- Objective -
Please give the rows again from the start through the line containing "point(423, 329)", inclusive, swapping every "marker" for "pin" and changing nothing else.

- Excerpted data -
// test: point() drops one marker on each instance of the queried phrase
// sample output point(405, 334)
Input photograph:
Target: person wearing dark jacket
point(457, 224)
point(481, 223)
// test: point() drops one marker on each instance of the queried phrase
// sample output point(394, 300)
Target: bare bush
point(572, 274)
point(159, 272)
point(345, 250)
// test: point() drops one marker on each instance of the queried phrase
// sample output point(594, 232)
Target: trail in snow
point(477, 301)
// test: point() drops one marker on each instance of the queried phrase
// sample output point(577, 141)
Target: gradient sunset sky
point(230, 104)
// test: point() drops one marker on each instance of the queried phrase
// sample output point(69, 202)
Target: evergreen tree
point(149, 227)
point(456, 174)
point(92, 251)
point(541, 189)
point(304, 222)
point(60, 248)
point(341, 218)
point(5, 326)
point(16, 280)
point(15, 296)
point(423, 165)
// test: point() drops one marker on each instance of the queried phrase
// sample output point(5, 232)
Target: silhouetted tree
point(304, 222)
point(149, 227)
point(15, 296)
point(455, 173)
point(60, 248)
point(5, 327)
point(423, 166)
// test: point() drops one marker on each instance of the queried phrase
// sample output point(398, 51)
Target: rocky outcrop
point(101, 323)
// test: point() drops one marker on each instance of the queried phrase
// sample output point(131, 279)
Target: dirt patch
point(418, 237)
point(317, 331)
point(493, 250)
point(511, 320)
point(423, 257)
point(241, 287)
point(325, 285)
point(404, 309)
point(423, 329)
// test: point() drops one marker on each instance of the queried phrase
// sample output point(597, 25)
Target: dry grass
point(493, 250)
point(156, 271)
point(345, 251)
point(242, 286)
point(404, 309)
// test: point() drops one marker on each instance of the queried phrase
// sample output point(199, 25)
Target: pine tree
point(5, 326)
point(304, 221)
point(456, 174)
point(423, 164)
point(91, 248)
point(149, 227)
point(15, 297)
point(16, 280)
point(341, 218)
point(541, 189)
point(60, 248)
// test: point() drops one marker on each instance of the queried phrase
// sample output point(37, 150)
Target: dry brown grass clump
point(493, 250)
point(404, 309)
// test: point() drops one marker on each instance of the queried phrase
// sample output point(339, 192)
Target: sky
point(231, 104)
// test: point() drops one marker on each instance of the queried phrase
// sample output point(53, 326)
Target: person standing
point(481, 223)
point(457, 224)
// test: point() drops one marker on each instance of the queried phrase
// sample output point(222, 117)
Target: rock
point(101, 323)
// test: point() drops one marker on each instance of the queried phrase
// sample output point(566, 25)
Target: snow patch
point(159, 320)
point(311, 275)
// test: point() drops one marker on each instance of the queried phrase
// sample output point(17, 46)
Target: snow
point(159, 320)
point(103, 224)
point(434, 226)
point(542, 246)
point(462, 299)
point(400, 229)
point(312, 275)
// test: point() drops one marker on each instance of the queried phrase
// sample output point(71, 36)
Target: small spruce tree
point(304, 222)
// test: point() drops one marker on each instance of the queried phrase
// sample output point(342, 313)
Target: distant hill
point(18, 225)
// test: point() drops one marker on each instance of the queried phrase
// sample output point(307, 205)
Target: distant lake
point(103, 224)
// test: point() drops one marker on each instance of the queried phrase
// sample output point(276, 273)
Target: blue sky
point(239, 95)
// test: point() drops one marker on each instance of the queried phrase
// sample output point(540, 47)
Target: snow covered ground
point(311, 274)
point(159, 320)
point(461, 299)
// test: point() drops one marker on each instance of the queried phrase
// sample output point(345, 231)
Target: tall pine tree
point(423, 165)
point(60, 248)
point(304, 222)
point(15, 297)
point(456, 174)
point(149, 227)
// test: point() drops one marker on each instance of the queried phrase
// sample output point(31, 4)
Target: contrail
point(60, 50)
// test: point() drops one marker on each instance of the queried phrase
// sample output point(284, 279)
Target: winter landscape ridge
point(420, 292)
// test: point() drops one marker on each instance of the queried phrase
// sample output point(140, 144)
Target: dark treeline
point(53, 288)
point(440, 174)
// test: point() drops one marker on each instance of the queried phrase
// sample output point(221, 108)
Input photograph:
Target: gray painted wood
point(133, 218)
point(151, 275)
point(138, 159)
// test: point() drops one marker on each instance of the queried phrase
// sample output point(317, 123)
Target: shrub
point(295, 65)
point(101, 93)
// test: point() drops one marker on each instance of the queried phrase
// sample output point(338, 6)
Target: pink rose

- Complete output -
// test: point() drops one pin on each instance of the queried phrase
// sample output point(405, 334)
Input photograph:
Target: person wearing dark jacket
point(457, 224)
point(481, 223)
// test: point() drops one pin on each instance of the queried phrase
// sample output point(394, 300)
Target: bare bush
point(572, 274)
point(159, 272)
point(345, 250)
// test: point() drops one pin on each instance of the queried phrase
// sample output point(594, 232)
Target: trail in snow
point(477, 301)
// test: point() drops one pin on each instance of the queried phrase
// sample output point(577, 141)
Target: gradient sunset sky
point(230, 104)
// test: point() drops one pin on each instance of the queried phrase
// sample output point(69, 202)
Target: evergreen tree
point(149, 227)
point(456, 174)
point(92, 251)
point(541, 189)
point(304, 222)
point(60, 248)
point(341, 218)
point(5, 326)
point(16, 280)
point(15, 296)
point(423, 165)
// test: point() drops one pin on each instance of the queried phrase
// sample output point(5, 232)
Target: silhouetted tree
point(304, 222)
point(149, 227)
point(15, 296)
point(455, 173)
point(60, 248)
point(5, 327)
point(423, 166)
// test: point() drops one pin on each instance of the queried phrase
// sample output point(398, 51)
Target: rocky outcrop
point(101, 323)
// test: point() drops one pin on each instance of the queried phrase
// sample output point(131, 279)
Target: dirt patch
point(418, 237)
point(317, 331)
point(493, 250)
point(511, 320)
point(423, 257)
point(241, 287)
point(325, 285)
point(404, 309)
point(423, 329)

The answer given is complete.